## SOURCE
=======

Even though the term “crowdsourcing” was coined in 2005, 10 years later it’s still a vital concept for “digital” CMOs to know. The popularization of crowdfunding sites like Kickstarter has only added fuel to the fire of crowdsourcing popularity.

Crowdsourcing has endless applications, to everything from funding a potato salad to searching for missing planes. Leveraging this tactic can be highly useful, even groundbreaking, for your firm.

14. Big Data

Big data is simply the term for sets of data that have become so large, they are difficult to process using typical processing techniques. In other words, data that causes “analysis paralysis.” The most common buzzwords you’ll hear in the same breath as “big data” are “velocity, variety, and volume.”

The “digital” CMO will understand the prevalence of big data, and the importance in analyzing the right data the right way. Easier said than done though.

=======

[Data listing]
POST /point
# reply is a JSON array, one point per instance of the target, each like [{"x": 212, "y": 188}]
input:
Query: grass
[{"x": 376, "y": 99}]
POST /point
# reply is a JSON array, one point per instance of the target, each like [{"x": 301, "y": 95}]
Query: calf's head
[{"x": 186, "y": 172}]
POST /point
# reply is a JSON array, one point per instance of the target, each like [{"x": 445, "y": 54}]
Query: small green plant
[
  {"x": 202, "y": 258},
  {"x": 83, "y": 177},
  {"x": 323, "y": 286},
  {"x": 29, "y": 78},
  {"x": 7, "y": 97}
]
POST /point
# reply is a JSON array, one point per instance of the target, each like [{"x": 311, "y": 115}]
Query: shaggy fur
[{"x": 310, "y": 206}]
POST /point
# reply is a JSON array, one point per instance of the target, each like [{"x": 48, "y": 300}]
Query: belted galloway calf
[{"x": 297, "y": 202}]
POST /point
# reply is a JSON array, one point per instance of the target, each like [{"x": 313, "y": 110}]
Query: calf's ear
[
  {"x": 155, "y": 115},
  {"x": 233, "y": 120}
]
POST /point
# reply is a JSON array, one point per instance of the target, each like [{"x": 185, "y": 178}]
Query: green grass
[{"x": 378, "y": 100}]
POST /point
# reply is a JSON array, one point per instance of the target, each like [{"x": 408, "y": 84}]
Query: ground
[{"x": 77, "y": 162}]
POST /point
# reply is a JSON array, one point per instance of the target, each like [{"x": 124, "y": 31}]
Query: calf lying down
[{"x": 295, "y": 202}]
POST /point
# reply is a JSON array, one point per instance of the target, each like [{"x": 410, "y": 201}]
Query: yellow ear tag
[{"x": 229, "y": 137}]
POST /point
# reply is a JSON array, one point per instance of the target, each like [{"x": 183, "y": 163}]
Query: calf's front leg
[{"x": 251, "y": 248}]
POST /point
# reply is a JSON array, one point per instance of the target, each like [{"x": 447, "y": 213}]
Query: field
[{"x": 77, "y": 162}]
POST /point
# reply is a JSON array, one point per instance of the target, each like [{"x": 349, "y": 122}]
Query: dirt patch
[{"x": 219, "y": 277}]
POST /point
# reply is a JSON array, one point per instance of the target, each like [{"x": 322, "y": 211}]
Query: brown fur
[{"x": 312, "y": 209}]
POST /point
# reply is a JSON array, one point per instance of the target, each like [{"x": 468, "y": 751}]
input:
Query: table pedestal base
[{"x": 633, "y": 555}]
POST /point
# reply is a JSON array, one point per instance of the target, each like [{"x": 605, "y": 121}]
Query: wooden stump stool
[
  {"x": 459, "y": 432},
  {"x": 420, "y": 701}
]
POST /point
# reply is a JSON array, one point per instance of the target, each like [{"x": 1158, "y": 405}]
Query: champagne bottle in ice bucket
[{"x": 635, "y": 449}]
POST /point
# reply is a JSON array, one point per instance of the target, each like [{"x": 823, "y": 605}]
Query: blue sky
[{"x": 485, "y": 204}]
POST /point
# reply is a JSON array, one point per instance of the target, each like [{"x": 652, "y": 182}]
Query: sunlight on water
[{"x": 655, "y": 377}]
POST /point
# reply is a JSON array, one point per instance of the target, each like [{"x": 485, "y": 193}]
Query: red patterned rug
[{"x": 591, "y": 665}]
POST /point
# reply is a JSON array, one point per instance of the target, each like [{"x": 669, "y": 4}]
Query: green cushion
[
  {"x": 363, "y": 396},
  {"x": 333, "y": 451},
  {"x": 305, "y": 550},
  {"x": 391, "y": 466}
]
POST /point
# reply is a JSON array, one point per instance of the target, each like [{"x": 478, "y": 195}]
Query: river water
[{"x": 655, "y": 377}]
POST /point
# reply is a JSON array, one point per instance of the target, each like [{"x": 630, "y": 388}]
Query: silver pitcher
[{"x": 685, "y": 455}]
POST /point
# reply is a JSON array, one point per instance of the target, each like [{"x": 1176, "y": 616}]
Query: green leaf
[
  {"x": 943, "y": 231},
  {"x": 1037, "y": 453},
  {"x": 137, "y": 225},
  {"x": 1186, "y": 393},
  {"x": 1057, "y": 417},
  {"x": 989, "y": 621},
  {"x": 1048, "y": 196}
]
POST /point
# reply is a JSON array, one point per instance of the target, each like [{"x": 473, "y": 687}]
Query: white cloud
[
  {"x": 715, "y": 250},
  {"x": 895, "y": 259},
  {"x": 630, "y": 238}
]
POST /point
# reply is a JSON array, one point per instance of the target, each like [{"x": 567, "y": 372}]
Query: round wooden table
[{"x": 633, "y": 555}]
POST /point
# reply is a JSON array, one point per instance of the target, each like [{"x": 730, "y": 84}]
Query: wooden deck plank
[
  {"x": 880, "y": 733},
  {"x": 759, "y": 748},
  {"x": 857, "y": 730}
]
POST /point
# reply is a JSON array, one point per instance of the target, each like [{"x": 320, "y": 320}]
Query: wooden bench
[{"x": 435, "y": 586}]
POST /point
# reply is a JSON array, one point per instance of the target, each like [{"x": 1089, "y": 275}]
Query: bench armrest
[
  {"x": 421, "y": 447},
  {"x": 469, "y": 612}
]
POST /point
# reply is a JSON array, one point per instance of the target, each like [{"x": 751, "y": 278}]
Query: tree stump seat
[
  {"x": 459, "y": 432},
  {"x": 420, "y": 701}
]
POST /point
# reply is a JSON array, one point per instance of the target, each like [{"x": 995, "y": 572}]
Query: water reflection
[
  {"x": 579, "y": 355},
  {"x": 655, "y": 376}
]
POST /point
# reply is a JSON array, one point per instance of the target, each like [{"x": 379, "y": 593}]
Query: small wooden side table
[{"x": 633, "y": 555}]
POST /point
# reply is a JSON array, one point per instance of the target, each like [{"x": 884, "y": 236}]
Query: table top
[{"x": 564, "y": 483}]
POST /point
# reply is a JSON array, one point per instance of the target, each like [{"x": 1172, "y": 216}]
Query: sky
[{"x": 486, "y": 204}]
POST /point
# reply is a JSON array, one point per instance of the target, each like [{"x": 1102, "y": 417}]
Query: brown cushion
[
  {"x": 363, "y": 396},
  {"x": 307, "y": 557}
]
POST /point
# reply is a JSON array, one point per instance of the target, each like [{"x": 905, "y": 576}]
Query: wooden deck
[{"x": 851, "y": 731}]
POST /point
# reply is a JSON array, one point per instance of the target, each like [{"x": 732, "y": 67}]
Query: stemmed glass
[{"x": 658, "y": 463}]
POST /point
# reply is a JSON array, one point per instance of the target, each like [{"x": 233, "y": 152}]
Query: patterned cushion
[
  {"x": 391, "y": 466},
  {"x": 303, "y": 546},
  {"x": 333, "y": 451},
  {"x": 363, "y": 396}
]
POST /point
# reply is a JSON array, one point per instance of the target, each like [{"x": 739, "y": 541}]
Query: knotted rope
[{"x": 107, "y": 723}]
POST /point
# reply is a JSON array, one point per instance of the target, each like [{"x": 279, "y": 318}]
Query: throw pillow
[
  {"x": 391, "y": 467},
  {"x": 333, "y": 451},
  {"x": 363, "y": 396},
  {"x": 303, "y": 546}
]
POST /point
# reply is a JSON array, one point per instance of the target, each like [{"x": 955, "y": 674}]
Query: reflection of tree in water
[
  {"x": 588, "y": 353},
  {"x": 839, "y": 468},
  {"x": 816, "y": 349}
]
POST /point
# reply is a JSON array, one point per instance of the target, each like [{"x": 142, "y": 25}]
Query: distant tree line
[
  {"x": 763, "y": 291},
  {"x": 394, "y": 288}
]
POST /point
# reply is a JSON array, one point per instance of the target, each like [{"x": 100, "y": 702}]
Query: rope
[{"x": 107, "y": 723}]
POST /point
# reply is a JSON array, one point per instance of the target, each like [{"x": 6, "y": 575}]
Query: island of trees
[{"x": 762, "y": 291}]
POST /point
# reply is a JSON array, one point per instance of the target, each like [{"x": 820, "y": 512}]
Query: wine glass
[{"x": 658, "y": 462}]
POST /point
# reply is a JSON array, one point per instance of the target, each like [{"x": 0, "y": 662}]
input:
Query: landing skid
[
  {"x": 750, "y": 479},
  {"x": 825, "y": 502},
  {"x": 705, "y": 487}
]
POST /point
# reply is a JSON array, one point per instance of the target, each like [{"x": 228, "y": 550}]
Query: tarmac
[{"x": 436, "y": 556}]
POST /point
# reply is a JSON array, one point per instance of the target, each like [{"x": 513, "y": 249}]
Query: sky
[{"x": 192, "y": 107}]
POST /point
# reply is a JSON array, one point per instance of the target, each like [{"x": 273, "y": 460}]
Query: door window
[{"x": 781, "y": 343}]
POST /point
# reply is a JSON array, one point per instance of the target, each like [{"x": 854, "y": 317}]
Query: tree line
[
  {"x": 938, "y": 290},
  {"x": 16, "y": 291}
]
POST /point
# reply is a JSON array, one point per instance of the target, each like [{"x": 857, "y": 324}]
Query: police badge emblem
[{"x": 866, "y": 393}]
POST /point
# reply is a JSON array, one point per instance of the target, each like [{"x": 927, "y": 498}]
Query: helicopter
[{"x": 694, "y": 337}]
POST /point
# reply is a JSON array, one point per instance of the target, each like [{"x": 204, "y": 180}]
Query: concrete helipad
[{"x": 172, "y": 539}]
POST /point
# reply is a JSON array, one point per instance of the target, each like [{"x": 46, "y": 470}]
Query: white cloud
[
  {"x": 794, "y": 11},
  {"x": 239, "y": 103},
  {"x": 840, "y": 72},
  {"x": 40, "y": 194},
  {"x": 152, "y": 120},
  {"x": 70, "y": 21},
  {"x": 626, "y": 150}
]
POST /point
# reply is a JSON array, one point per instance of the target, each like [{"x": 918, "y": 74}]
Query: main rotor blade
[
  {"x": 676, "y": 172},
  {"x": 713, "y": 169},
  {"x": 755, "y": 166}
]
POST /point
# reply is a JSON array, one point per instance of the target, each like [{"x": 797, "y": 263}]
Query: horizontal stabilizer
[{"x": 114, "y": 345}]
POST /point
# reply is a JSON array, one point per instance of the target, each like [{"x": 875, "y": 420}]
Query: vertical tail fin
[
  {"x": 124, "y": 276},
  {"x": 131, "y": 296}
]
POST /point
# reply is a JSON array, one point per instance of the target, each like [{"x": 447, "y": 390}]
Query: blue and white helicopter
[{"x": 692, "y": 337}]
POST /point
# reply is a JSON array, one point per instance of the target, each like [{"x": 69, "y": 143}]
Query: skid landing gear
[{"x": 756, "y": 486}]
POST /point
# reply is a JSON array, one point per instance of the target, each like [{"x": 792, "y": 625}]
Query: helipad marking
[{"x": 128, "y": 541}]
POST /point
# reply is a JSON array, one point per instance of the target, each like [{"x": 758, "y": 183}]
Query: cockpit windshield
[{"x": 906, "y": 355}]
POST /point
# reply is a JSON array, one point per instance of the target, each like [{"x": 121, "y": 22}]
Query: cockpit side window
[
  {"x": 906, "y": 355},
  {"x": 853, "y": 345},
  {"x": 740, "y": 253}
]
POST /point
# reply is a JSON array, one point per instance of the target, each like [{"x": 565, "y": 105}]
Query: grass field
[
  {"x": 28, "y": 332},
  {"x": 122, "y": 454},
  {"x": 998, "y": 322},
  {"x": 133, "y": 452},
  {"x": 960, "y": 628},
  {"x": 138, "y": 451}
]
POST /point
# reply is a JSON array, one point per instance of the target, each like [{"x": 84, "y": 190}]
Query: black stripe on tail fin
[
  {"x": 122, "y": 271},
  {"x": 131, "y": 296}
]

=======

## TASKS AND EXERCISES
1 - Pull out every line of the records that contains the string "table", matching case exactly.
2 - Proceed with the text on CMO buzzwords, picking up after its final sentence.

## RESPONSES FOR EACH TASK
1 -
Query: table pedestal base
Query: round wooden table
Query: small wooden side table
Query: table top

2 -
15. Social CRM

Social CRM, also called Social Media Monitoring, is the term used to describe a brand’s engagement with their customers via social media platforms. Paul Greenberg sums it up quite eloquently in his definition: “It’s the company’s response to the customer’s ownership of the conversation.”

The value in Social CRM is derived from the trustworthiness and transparency your business displays when engaging. However, as with any activity on social media, it must be highly controlled and thoroughly thought-out before undertaking.

16. Conversion Rate Optimization (CRO)

Conversion Rate Optimization sounds a bit daunting, but the folks at Qualaroo did a fantastic job of breaking it down for us: “Conversion Rate Optimization is finding why visitors aren’t converting and fixing it.”

Any firm that has a website (so, ALL firms) should be concerned with CRO. The “digital” CMO must understand the importance of analytics, user feedback, and KPIs in the optimization process.

17. Mircotargeting

Microtargeting was originally reserved for political parties to track individual voters and identify supporters. But with social media, all marketers have the opportunity to participate in this wildly reliable tactic.

Microtargeting is the process of putting your content/firm in front of the right audience, albeit a smaller one. However, this tactic ensures that you’re going to get the highest engagement and click-through rates possible. Social media’s targeted ads facilitate this process wonderfully, and are worth a look if you’re still in the shotgun-style mentality.

18. “YouTility”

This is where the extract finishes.